## TASK DETAILS
Copy every item below verbatim, leaving out the pictures.
— begin —
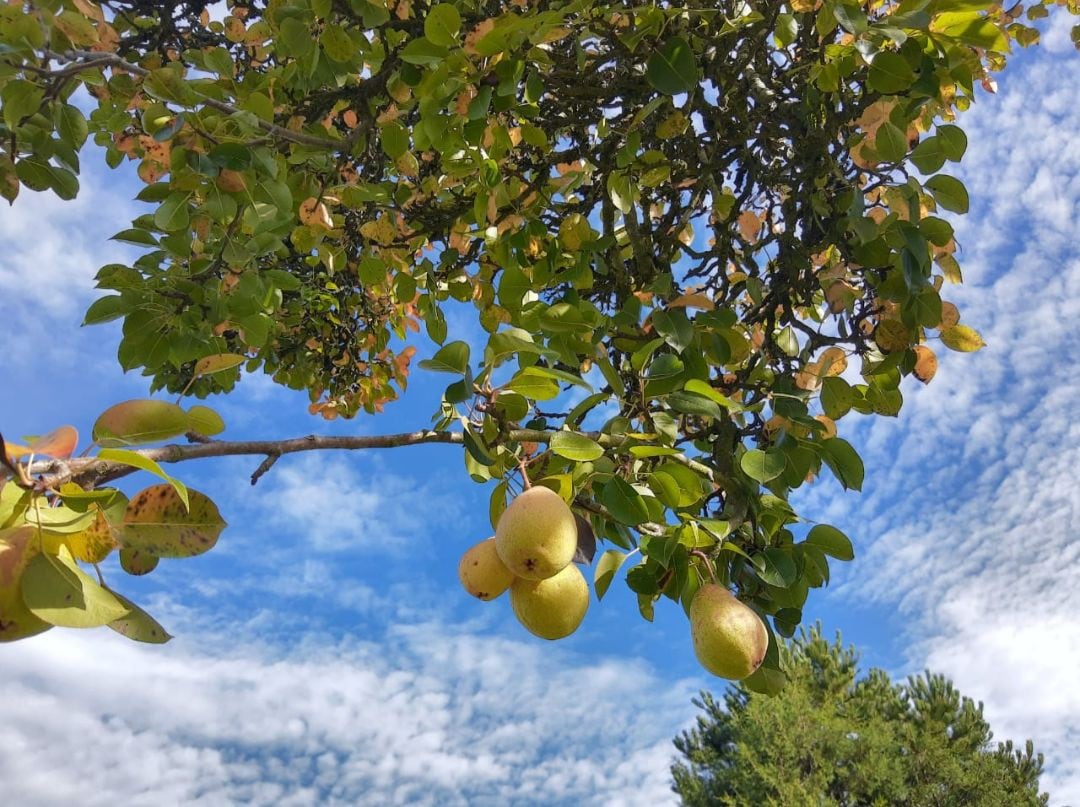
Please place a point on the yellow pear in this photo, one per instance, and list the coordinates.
(729, 639)
(554, 607)
(482, 573)
(17, 547)
(537, 535)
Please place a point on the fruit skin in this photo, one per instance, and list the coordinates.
(554, 607)
(17, 547)
(482, 573)
(537, 535)
(729, 639)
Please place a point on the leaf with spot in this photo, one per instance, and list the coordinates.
(137, 563)
(962, 338)
(672, 68)
(58, 592)
(137, 624)
(145, 463)
(158, 523)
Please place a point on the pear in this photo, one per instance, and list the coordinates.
(729, 639)
(537, 535)
(554, 607)
(482, 573)
(17, 547)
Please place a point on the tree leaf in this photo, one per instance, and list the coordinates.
(442, 25)
(672, 68)
(890, 74)
(763, 466)
(217, 363)
(137, 624)
(961, 338)
(624, 503)
(158, 523)
(832, 541)
(145, 463)
(576, 446)
(450, 358)
(606, 568)
(845, 462)
(132, 422)
(948, 192)
(58, 592)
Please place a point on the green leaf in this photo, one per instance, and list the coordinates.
(576, 446)
(204, 420)
(890, 143)
(836, 397)
(672, 68)
(624, 503)
(58, 592)
(137, 624)
(534, 386)
(160, 523)
(832, 541)
(19, 99)
(132, 422)
(890, 74)
(442, 25)
(422, 51)
(451, 358)
(173, 215)
(675, 326)
(844, 461)
(606, 568)
(954, 142)
(144, 463)
(763, 466)
(948, 192)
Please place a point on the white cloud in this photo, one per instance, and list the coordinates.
(973, 496)
(426, 714)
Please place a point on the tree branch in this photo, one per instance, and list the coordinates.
(91, 471)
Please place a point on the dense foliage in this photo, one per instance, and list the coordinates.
(834, 737)
(693, 239)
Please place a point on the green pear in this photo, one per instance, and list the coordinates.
(729, 639)
(17, 548)
(537, 535)
(482, 573)
(553, 607)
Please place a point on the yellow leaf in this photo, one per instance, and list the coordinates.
(926, 363)
(962, 338)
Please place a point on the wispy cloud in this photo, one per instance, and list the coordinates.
(427, 713)
(973, 496)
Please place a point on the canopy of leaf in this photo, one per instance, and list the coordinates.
(716, 206)
(836, 738)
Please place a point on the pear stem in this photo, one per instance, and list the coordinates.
(706, 560)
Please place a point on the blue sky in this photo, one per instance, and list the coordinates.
(324, 651)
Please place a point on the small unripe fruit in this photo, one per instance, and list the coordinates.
(537, 535)
(554, 607)
(729, 639)
(482, 573)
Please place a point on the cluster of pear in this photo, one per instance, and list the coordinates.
(531, 554)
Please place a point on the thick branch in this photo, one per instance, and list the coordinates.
(91, 471)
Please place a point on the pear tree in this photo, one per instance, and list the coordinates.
(696, 240)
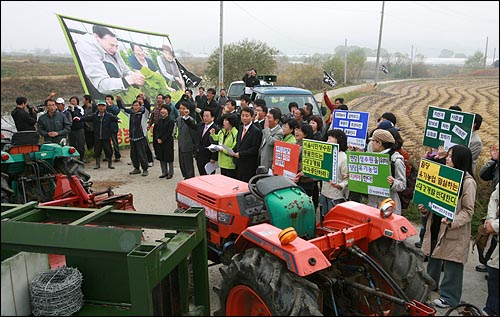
— end —
## ANSWER TO THIS EXERCISE
Please place a point on the yellow pear in this photo, one per instance, and list the coordinates.
(729, 639)
(554, 607)
(482, 573)
(17, 547)
(537, 535)
Please place a point on the fruit skin in this photo, one per instance, and list the coordinates.
(554, 607)
(17, 547)
(482, 573)
(537, 535)
(729, 639)
Please place a point on the leaf with spot in this photo, one per instance, and list the coordinates.
(137, 563)
(962, 338)
(672, 68)
(58, 592)
(137, 624)
(145, 463)
(158, 523)
Please place a point on the pear in this photo, one per instance, and list the coordinates.
(729, 639)
(537, 535)
(554, 607)
(482, 573)
(17, 547)
Please place a point on the tree leaf in this photo, one per instance, and list the coordinates.
(442, 25)
(672, 68)
(890, 74)
(763, 466)
(217, 363)
(137, 624)
(961, 338)
(624, 503)
(158, 523)
(832, 541)
(145, 463)
(576, 446)
(450, 358)
(606, 568)
(845, 462)
(132, 422)
(948, 192)
(58, 592)
Please place a point on the green leaf in this photo, one per instance, and list the coordinates.
(576, 446)
(204, 420)
(890, 143)
(836, 397)
(672, 68)
(624, 503)
(58, 592)
(137, 624)
(534, 386)
(160, 523)
(832, 541)
(19, 99)
(132, 422)
(890, 74)
(442, 25)
(422, 51)
(451, 358)
(173, 215)
(675, 326)
(844, 461)
(606, 568)
(954, 142)
(144, 463)
(763, 466)
(948, 192)
Please place a point on the white cloud in this photo, one per instance, and list the coordinates.
(973, 496)
(426, 714)
Please place a point on the tree branch in this photo, one per instance, and list the coordinates.
(91, 471)
Please place a point on the dense foliage in this photo, one per instance, and list the coordinates.
(834, 737)
(693, 239)
Please place a point on the green pear in this photo, one per instance, and list the coordinates.
(729, 639)
(17, 548)
(537, 535)
(482, 573)
(553, 607)
Please place a point on the yellow leaf in this photo, one per instance, and list the coordinates.
(926, 363)
(962, 338)
Please place a point on the wispy cloud in this photo, one per instance, and list the coordinates.
(427, 713)
(973, 496)
Please place a point on the canopy of leaf in this photo, one per instance, and list the coordinates.
(716, 206)
(836, 738)
Please place a point on the pear stem in this photo, one per instance, and list the coordinates.
(706, 560)
Please place a point on the blue sky in this photo, one per instance, and list the coordinates.
(324, 651)
Please place a point on the small unripe fruit in this photo, one per instance, and list the coordinates.
(537, 535)
(554, 607)
(729, 639)
(482, 573)
Please place a point on the cluster of pear in this photo, one per instance, and list the coordinates.
(531, 554)
Please place a point on the thick branch in this photo, one per instance, and list the coordinates.
(91, 471)
Please place a point on the pear tree in this photo, one per instance, and list the coordinates.
(696, 240)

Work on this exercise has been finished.